### What to produce:
The task calls for the lines from the start of the entries below through the line with "box: [114, 212, 162, 236]", given again verbatim, with every picture dropped.

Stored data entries
- Opening Delimiter -

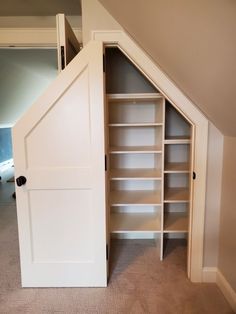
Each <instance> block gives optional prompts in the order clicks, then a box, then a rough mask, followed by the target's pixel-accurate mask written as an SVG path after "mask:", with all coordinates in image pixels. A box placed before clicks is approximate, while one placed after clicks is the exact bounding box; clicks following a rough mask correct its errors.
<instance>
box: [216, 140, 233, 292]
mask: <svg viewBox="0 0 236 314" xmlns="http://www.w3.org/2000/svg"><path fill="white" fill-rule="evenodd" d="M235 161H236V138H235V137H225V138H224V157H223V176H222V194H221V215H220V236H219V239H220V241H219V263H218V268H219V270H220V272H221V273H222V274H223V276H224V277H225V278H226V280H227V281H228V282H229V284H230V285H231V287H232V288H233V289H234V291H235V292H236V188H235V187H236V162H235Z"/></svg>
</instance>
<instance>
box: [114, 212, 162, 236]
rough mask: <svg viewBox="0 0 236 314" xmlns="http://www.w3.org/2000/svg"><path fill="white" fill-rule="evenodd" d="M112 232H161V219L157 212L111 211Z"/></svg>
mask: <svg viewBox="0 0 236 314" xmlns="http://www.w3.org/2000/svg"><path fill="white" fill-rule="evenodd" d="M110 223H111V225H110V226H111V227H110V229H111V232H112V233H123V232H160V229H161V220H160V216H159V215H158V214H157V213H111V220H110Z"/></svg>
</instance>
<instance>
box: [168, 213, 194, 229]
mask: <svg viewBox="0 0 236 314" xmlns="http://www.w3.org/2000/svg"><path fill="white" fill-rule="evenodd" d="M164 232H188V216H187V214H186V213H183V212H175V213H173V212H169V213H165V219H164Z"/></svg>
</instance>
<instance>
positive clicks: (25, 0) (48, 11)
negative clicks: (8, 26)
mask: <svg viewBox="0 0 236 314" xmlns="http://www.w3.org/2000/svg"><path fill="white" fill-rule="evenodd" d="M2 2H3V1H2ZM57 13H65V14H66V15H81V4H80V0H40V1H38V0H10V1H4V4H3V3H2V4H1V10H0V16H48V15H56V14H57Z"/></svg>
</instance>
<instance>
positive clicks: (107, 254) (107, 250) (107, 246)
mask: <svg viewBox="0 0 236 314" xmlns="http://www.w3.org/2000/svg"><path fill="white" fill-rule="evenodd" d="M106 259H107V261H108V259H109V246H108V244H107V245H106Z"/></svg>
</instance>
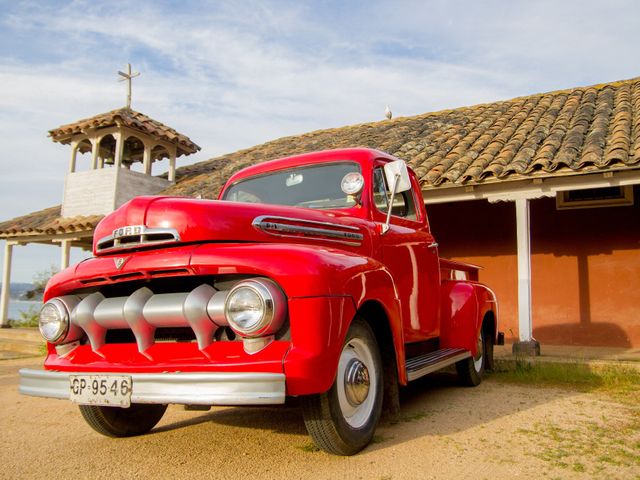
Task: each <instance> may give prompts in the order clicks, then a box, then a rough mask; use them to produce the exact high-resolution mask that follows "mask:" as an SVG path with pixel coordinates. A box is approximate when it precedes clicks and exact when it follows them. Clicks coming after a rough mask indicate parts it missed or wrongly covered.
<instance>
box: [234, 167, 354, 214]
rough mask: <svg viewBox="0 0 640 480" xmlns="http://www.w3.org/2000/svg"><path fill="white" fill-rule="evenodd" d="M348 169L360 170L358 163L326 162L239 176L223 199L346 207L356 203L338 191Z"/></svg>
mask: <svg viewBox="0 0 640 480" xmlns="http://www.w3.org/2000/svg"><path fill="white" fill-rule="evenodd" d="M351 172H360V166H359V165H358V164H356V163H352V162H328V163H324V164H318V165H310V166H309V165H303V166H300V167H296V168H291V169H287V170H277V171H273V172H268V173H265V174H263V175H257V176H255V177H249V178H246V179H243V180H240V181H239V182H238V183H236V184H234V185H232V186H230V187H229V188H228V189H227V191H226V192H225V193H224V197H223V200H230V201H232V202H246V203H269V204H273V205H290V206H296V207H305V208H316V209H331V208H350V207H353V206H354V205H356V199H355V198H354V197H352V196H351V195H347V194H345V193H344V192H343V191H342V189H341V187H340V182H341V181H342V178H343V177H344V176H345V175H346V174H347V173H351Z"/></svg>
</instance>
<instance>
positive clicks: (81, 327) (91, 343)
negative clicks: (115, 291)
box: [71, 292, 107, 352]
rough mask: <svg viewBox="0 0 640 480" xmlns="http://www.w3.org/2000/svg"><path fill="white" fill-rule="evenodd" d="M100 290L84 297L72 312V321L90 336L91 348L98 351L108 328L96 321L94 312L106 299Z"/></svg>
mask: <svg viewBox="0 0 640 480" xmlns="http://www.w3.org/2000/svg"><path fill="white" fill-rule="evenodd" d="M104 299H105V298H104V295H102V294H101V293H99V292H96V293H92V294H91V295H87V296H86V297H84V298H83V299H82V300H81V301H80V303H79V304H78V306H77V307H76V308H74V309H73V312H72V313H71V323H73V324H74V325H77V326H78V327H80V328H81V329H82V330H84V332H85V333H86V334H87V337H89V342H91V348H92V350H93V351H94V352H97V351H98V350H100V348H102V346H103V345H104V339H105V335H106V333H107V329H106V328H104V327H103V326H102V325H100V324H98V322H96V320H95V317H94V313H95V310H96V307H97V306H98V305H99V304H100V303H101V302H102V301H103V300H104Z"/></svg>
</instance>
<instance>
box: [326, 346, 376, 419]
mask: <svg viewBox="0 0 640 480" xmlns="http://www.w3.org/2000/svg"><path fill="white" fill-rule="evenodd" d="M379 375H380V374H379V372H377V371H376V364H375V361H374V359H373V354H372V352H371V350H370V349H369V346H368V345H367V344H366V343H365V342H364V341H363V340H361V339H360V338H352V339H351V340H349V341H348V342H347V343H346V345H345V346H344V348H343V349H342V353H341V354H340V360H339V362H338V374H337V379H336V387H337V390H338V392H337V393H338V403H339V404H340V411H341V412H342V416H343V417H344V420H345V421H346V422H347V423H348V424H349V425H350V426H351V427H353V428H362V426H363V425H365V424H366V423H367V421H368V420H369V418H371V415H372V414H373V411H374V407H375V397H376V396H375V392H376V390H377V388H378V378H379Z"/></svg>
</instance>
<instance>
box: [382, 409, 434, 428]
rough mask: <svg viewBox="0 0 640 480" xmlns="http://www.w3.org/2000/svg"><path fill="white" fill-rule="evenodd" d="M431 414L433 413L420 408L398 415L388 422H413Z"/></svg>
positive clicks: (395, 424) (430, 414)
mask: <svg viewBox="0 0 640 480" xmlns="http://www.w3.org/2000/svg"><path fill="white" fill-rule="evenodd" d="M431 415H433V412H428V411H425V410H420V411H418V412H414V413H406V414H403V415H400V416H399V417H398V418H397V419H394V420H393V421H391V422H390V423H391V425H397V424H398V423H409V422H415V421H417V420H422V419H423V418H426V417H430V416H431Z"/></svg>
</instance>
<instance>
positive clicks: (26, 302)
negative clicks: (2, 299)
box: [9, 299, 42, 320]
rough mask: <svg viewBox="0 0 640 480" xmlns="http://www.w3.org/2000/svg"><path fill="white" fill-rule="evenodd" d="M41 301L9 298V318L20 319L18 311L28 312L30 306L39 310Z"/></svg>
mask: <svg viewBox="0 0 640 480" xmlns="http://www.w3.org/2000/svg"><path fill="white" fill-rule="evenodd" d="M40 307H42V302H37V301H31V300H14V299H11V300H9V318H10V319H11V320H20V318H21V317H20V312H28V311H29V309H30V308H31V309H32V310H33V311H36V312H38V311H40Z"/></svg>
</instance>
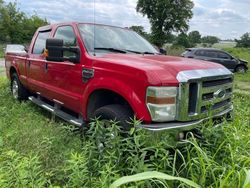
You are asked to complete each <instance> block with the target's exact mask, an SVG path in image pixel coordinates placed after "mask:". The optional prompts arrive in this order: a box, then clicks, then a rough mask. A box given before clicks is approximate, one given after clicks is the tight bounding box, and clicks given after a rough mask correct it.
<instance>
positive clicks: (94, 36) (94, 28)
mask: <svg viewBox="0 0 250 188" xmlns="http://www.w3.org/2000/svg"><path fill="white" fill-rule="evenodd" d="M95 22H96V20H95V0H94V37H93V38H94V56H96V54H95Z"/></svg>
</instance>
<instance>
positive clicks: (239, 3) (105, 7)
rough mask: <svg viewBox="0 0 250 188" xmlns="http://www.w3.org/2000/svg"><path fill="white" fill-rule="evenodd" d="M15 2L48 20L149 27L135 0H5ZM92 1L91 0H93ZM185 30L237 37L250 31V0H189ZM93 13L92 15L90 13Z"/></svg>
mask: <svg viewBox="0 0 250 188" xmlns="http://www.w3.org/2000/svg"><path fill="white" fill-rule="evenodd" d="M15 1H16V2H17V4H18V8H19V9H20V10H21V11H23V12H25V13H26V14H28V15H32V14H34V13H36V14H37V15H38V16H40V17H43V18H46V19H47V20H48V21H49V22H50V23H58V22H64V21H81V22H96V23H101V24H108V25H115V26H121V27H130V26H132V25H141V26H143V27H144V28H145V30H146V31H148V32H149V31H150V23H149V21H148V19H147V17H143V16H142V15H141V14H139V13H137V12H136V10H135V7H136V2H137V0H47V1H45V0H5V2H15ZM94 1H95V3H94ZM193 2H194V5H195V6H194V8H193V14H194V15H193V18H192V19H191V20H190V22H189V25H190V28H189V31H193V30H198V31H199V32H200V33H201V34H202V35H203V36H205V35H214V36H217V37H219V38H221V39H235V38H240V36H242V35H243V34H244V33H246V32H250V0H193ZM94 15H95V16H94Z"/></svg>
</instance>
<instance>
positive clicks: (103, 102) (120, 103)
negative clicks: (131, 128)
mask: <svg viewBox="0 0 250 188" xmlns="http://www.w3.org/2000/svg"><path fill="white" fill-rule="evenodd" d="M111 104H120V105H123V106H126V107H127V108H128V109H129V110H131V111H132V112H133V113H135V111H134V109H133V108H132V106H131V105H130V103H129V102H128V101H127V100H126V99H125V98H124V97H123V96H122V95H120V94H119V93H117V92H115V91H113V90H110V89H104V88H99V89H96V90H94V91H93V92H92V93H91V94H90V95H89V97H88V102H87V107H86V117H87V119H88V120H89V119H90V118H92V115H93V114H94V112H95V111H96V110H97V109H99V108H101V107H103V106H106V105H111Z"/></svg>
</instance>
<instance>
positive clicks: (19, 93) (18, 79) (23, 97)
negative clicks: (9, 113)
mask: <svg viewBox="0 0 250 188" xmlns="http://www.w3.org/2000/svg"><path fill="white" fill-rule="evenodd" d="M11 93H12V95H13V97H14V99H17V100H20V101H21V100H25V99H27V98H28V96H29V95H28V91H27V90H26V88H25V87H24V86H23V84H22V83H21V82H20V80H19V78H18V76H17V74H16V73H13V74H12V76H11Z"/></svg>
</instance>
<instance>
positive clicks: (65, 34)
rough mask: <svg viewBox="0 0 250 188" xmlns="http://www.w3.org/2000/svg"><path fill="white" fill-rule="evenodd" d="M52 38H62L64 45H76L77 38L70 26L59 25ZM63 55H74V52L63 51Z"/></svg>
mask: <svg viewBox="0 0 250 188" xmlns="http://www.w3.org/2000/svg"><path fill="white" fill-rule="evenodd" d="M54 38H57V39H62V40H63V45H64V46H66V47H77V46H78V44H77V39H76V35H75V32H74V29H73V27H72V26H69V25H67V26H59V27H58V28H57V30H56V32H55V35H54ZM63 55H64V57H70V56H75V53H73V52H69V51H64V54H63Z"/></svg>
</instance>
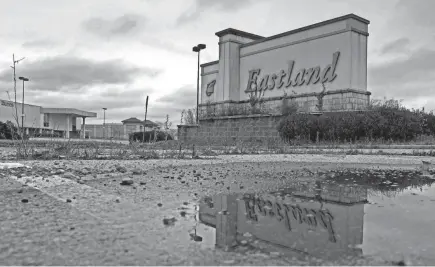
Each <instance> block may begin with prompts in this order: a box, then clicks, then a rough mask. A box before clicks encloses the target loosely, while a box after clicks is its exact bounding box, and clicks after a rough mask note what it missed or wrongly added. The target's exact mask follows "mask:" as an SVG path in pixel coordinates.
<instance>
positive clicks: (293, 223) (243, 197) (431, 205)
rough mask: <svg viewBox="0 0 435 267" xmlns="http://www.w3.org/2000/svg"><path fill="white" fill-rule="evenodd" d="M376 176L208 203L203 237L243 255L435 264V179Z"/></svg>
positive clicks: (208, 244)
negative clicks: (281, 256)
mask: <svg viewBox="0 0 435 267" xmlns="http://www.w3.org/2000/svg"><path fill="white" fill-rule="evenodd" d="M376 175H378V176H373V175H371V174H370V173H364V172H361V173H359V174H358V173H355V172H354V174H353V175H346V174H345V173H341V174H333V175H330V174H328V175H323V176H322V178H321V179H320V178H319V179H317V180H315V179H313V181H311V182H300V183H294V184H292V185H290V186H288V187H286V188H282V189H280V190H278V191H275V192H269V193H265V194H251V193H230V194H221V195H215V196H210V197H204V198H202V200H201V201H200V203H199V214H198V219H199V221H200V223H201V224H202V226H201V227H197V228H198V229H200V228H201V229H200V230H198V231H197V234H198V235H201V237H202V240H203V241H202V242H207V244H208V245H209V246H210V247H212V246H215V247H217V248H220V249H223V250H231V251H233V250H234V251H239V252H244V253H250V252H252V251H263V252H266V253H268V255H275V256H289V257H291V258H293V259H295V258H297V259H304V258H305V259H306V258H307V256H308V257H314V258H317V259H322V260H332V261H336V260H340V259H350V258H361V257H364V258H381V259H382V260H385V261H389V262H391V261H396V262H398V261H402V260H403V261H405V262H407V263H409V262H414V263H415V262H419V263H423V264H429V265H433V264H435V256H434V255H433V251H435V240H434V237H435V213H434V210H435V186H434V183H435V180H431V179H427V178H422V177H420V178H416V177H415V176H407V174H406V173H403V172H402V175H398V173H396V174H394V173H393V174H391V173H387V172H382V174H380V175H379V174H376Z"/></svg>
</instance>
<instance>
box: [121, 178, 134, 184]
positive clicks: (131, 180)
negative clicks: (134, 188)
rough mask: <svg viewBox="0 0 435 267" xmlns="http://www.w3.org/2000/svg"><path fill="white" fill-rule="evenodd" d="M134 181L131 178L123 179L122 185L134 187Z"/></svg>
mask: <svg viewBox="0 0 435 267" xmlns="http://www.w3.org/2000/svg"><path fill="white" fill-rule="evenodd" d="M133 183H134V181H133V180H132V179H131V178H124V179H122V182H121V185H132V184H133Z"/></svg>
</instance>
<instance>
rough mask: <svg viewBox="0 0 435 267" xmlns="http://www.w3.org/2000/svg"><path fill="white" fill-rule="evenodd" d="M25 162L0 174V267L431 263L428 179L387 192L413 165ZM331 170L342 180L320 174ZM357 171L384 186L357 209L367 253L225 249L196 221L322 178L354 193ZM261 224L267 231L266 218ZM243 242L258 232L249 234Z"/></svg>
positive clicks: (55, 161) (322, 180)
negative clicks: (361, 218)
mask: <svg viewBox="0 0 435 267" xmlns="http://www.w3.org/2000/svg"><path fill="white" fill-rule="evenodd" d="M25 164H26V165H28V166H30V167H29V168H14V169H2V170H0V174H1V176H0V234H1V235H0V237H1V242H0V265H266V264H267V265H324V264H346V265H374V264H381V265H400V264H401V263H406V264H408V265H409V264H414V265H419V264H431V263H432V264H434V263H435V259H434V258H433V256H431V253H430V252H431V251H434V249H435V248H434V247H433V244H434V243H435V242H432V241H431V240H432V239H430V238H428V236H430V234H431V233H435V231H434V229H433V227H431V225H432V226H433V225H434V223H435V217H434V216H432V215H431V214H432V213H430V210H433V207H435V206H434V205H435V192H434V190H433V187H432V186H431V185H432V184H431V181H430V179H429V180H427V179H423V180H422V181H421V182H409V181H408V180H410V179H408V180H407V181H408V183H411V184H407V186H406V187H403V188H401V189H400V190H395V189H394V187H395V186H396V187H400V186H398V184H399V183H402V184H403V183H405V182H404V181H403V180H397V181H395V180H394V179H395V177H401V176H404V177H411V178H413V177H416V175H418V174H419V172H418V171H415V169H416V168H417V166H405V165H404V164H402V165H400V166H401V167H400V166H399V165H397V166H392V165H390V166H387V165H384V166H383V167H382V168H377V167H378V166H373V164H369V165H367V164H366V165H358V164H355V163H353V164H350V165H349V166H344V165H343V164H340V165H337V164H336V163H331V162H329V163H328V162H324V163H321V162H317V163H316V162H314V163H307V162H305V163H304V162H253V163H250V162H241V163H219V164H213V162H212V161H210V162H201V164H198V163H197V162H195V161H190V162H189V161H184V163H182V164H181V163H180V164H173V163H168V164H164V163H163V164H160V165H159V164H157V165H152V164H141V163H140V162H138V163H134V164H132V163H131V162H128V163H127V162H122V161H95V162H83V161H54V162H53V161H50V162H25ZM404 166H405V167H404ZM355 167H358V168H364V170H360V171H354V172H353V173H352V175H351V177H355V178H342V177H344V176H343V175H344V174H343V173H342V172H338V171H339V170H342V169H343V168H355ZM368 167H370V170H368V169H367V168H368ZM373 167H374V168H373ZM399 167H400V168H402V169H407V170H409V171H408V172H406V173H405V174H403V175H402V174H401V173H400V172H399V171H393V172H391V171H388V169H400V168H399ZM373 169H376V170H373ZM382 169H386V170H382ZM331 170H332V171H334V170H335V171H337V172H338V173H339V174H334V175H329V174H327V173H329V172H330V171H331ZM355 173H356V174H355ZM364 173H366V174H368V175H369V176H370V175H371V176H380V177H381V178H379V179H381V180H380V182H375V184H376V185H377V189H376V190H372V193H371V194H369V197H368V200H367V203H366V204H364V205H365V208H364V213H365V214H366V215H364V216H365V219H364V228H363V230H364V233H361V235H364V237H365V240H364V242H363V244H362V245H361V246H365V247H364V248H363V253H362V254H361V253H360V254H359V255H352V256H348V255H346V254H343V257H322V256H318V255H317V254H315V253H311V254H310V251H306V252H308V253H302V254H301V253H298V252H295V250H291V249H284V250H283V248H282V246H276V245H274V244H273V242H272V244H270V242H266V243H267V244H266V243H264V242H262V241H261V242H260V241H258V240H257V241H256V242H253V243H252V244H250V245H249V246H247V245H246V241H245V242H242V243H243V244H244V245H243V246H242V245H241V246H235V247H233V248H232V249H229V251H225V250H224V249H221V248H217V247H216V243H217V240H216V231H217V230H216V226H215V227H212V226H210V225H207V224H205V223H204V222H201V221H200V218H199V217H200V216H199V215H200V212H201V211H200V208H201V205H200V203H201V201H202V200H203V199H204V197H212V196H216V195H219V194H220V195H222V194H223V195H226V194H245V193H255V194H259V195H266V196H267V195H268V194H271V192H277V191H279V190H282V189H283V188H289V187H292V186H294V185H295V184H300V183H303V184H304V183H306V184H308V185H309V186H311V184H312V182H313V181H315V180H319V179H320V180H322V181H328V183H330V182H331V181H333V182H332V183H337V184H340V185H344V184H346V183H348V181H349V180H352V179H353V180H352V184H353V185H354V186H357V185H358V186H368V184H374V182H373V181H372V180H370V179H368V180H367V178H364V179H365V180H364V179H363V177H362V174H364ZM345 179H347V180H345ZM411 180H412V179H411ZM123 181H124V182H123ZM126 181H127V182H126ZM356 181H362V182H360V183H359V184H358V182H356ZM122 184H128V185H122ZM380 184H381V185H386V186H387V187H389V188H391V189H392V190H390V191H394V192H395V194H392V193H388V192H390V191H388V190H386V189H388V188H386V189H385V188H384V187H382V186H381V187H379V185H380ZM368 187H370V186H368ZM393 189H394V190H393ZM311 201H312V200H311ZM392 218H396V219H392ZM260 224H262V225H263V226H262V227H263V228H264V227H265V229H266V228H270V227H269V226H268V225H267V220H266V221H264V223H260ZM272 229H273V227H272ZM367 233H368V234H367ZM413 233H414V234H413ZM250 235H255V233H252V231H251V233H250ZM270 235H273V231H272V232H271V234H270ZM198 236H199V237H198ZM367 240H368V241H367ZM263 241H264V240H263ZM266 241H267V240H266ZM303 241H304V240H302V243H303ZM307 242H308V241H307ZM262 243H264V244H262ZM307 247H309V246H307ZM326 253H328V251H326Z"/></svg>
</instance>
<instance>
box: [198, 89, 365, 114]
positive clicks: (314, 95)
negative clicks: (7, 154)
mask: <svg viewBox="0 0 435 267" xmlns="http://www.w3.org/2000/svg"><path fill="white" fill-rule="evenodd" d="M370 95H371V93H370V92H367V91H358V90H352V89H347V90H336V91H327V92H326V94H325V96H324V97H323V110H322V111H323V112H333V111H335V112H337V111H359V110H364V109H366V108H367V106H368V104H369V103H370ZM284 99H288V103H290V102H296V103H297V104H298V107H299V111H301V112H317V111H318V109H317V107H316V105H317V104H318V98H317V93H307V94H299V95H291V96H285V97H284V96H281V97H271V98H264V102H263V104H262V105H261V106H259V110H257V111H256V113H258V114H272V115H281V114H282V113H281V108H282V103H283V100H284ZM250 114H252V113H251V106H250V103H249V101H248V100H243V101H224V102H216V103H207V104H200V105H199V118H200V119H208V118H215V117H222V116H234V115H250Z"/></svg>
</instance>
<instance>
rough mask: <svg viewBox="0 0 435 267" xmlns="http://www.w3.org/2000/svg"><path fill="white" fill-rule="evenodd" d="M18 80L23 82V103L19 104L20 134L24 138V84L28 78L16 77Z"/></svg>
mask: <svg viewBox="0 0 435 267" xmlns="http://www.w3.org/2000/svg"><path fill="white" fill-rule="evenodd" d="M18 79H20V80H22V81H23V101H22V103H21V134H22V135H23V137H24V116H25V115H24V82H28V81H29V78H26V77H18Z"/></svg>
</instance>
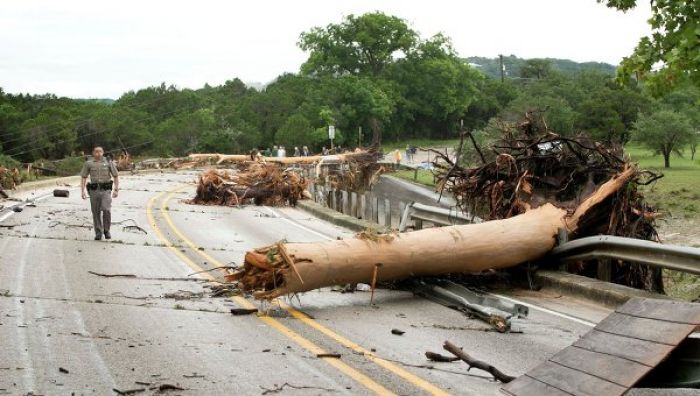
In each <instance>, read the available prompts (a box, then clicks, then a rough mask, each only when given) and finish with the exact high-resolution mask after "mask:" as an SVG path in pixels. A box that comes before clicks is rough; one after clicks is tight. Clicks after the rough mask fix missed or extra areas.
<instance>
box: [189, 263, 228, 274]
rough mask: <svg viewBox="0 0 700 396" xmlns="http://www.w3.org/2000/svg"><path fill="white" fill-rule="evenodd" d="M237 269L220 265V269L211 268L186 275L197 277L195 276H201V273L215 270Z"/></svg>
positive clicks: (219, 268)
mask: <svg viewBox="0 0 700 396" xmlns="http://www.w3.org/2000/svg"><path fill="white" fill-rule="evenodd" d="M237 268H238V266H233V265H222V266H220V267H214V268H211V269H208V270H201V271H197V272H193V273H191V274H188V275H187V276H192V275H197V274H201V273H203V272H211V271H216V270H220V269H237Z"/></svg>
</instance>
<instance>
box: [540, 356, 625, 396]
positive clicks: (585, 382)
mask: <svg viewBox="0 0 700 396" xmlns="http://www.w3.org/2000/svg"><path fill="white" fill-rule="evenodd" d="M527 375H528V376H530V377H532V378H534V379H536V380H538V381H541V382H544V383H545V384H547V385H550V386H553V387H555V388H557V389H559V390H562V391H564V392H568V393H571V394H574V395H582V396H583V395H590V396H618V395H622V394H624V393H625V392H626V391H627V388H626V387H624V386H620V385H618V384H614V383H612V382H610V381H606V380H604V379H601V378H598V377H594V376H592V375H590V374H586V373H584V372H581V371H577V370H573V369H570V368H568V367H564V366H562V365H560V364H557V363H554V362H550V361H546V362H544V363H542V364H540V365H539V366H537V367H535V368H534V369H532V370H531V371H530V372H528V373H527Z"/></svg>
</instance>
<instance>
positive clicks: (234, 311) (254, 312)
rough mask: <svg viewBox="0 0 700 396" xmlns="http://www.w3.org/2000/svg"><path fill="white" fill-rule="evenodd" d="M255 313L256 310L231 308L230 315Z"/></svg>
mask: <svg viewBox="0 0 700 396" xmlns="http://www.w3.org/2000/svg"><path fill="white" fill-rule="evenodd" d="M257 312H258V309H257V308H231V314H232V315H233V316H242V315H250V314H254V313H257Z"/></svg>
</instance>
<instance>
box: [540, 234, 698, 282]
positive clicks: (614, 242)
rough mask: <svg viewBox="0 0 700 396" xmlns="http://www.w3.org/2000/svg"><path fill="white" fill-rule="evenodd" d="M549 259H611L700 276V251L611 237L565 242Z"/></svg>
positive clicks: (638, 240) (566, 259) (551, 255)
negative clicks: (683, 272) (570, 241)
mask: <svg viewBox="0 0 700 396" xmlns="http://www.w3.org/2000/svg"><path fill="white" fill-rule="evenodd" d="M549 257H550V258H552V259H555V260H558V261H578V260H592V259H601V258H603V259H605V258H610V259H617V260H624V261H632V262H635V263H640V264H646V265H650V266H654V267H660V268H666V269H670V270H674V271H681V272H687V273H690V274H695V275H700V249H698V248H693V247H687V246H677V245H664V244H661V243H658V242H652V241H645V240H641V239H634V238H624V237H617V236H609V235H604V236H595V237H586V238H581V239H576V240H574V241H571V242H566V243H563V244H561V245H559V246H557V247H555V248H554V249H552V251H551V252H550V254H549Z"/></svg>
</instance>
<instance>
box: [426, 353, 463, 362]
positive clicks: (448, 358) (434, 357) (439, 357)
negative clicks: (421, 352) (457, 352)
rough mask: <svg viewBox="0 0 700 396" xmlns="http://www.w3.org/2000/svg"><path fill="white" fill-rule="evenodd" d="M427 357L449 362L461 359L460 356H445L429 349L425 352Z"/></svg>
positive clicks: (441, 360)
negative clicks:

- Closing Delimiter -

### Result for this task:
Each <instance> block gives optional prompts in the order clicks, then a box, then a rough mask, followed by the target's pixel-accurate mask written as an SVG path after "mask:", with all coordinates in image pixels. A box placed before clicks is approximate, while one placed after clicks is the exact bounding box; clicks following a rough mask correct its errors.
<instance>
box: [216, 140, 233, 292]
mask: <svg viewBox="0 0 236 314" xmlns="http://www.w3.org/2000/svg"><path fill="white" fill-rule="evenodd" d="M235 161H236V138H235V137H225V138H224V157H223V176H222V194H221V215H220V236H219V239H220V241H219V263H218V268H219V270H220V272H221V273H222V274H223V276H224V277H225V278H226V280H227V281H228V282H229V284H230V285H231V287H232V288H233V289H234V291H235V292H236V188H235V187H236V162H235Z"/></svg>
</instance>
<instance>
box: [114, 212, 162, 236]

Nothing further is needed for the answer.